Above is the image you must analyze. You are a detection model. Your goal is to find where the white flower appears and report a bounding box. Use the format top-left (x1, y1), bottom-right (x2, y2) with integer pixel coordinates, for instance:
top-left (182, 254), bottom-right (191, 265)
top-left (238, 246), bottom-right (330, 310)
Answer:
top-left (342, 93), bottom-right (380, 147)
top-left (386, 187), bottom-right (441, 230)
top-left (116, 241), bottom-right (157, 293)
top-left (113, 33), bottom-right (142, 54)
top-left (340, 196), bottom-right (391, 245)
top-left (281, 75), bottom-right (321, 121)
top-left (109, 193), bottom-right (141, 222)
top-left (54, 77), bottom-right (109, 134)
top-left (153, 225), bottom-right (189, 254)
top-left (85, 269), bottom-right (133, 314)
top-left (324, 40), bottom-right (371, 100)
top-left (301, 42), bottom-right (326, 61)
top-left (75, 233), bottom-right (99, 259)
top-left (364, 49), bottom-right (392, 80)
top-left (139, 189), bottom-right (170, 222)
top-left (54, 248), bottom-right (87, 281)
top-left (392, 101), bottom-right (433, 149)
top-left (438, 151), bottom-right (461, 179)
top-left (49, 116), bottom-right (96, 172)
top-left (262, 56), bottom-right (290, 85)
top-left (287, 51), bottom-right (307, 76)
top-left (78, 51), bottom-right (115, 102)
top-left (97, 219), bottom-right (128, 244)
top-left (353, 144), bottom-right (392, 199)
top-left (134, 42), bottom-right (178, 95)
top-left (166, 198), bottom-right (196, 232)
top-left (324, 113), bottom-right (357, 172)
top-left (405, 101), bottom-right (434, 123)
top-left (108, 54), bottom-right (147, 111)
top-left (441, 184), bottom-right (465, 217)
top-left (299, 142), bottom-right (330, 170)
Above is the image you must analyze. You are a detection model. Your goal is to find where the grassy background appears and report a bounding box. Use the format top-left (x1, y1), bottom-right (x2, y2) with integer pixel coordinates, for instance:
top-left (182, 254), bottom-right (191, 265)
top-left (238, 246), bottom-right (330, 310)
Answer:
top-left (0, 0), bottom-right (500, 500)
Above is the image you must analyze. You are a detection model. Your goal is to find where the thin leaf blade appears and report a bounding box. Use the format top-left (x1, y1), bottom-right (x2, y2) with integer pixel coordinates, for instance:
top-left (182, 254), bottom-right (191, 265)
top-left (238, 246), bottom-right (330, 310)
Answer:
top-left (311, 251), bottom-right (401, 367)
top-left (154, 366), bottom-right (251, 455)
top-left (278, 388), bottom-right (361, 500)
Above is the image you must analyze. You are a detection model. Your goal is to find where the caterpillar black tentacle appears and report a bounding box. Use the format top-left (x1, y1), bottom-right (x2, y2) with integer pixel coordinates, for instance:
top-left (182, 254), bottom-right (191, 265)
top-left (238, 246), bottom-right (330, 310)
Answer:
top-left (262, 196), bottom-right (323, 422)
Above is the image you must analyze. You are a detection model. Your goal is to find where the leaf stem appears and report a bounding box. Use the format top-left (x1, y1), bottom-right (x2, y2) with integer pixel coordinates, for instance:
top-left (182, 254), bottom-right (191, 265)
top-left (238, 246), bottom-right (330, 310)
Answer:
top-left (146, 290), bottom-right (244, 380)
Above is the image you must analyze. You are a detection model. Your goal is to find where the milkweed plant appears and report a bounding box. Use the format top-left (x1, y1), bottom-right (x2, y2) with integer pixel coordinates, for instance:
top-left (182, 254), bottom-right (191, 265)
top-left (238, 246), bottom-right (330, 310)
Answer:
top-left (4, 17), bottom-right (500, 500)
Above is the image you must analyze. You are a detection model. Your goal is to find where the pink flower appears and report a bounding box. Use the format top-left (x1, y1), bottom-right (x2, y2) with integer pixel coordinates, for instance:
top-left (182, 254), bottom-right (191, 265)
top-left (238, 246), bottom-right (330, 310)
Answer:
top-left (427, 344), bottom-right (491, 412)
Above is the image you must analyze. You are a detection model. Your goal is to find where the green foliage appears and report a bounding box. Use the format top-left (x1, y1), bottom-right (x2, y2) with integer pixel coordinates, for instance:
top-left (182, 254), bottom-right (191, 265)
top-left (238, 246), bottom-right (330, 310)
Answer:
+--
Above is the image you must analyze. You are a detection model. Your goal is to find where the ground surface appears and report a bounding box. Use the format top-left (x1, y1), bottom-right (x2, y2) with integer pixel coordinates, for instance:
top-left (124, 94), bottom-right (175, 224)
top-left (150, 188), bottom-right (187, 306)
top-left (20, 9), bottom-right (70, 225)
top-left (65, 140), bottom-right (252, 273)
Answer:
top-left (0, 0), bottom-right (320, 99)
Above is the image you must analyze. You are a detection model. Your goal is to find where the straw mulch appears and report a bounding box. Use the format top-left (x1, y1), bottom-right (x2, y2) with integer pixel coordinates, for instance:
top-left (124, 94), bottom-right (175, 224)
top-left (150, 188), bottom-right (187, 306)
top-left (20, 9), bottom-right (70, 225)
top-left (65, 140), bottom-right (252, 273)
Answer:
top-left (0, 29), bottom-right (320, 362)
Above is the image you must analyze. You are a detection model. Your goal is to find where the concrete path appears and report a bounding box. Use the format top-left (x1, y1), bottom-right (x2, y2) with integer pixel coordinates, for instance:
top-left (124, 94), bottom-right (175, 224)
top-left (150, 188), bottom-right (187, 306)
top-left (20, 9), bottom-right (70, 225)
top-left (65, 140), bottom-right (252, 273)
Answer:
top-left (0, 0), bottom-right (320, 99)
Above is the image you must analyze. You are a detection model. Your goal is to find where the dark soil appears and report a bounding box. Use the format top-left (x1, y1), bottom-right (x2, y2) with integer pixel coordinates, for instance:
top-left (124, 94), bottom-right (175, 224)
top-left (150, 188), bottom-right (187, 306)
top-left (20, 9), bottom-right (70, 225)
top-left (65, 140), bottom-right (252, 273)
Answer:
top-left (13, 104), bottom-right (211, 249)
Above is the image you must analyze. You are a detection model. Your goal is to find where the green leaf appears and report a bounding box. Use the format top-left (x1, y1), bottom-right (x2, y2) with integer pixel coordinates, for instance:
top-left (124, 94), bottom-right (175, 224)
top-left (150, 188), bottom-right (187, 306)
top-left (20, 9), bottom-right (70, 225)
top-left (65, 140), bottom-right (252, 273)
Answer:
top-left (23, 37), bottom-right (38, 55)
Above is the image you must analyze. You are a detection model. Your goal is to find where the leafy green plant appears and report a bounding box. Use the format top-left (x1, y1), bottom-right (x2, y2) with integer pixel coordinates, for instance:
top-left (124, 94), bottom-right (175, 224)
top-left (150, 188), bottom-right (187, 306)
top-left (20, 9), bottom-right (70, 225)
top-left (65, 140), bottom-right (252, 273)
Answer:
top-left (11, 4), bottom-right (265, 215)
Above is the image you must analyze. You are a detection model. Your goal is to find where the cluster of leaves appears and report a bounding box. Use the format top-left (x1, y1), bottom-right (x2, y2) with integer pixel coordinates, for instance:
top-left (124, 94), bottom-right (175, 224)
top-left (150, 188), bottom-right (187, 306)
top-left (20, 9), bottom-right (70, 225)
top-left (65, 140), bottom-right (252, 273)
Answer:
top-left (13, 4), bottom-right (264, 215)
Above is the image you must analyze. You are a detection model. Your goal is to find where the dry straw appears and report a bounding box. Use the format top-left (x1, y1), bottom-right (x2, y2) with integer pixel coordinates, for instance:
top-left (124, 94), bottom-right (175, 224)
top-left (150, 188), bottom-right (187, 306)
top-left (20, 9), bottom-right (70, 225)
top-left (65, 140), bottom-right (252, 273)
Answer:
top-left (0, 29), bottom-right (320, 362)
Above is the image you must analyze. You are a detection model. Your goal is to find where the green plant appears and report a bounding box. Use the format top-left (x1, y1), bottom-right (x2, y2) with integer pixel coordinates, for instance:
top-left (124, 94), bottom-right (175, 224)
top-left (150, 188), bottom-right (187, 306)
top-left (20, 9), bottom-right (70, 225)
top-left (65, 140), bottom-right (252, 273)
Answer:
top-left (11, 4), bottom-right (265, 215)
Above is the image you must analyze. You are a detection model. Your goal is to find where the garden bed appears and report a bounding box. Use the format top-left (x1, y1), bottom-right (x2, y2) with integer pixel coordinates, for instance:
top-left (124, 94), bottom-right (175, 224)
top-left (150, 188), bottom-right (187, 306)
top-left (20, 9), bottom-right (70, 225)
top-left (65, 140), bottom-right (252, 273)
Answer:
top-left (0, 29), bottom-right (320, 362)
+--
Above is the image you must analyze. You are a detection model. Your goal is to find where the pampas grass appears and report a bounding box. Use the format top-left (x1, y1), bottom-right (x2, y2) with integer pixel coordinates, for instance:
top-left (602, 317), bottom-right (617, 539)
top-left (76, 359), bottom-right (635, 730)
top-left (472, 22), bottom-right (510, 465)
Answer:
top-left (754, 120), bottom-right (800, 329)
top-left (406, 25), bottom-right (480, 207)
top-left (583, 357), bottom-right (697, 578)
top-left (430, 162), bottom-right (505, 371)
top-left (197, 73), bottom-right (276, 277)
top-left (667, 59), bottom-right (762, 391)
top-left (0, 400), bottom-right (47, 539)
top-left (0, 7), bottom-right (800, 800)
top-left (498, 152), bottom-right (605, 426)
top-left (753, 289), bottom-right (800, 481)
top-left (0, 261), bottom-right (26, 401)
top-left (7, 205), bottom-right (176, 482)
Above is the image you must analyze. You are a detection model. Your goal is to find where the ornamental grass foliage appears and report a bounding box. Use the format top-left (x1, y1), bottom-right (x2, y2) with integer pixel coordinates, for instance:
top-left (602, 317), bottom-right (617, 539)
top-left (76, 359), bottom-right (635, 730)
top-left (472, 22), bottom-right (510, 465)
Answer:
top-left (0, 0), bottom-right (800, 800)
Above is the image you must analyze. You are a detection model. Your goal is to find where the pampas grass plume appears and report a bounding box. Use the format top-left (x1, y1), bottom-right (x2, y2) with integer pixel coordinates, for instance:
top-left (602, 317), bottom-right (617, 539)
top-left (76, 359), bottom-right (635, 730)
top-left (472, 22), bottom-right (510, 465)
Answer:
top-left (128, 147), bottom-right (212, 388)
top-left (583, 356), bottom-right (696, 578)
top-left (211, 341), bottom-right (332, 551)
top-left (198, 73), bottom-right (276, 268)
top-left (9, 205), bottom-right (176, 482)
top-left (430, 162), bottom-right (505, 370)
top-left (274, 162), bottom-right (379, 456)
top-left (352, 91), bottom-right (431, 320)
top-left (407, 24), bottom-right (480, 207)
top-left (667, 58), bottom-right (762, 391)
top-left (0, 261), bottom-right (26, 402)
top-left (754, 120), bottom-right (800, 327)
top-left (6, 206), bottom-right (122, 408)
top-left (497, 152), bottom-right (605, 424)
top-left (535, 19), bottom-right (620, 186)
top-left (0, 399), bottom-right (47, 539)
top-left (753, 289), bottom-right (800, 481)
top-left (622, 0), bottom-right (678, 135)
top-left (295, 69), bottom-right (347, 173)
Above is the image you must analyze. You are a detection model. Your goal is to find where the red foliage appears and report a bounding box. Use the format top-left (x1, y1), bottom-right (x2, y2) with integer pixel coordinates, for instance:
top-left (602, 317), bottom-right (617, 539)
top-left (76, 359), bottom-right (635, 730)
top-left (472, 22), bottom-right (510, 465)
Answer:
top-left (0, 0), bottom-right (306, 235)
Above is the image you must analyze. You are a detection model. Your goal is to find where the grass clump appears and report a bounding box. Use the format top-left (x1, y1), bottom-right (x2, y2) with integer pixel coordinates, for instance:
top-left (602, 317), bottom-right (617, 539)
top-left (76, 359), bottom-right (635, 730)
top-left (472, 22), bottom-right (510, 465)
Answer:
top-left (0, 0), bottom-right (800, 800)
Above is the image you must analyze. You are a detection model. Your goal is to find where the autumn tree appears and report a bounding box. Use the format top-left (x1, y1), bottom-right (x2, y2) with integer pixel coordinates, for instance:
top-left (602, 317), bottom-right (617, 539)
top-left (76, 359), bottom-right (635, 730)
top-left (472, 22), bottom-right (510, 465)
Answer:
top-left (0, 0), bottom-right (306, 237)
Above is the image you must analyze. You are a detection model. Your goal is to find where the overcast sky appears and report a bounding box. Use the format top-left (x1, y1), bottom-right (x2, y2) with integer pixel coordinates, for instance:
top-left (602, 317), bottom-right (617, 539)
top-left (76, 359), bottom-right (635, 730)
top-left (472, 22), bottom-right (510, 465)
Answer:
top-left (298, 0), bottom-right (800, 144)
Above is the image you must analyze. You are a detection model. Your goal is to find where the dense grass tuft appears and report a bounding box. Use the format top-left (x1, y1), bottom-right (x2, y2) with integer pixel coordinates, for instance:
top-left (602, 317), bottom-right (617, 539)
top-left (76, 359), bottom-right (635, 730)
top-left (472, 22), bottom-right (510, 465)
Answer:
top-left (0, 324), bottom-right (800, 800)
+--
Directive: Reproduce word for word the stretch of the material above that runs from the line containing "where the leafy" to the line containing "top-left (13, 4), bottom-right (264, 215)", including both of those lines.

Right answer:
Above is the image you must analyze. You are a detection model. Your goal is to find where the leafy green plant appears and report a bounding box. Use the format top-left (x1, y1), bottom-right (x2, y2) with integer pixel coordinates, for instance:
top-left (124, 94), bottom-right (175, 224)
top-left (150, 188), bottom-right (187, 306)
top-left (20, 9), bottom-right (70, 225)
top-left (65, 140), bottom-right (252, 273)
Answer:
top-left (11, 4), bottom-right (265, 215)
Above is the image you must analyze. You are a detection model. Your goal is to find where the cluster of leaves appears and report a bounding box. Use the format top-left (x1, y1), bottom-right (x2, y2) with integer pixel coordinates, for instance:
top-left (124, 94), bottom-right (175, 224)
top-left (150, 188), bottom-right (187, 306)
top-left (20, 9), bottom-right (70, 225)
top-left (65, 140), bottom-right (252, 273)
Answer:
top-left (13, 4), bottom-right (264, 215)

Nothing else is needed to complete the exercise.